- GIVEN EXERCISE -
Rewrite each of the following entries with "marker" replaced by "pin" wherever it occurs, leaving all other text unchanged.

- DATASET ENTRIES -
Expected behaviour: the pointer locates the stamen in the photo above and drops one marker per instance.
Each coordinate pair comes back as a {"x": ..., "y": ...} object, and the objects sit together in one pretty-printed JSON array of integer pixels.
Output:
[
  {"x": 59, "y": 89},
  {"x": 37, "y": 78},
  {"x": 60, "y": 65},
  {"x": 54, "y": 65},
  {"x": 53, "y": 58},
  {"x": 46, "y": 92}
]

- EXERCISE ANSWER -
Expected behaviour: the pointer locates the stamen in the photo above and drops one pin per instance.
Each coordinate pair comes back as a {"x": ..., "y": ...} object, and the objects sit together in one pretty-printed JSON array of integer pixels.
Output:
[
  {"x": 59, "y": 89},
  {"x": 37, "y": 78},
  {"x": 60, "y": 65},
  {"x": 54, "y": 65},
  {"x": 53, "y": 58},
  {"x": 46, "y": 92}
]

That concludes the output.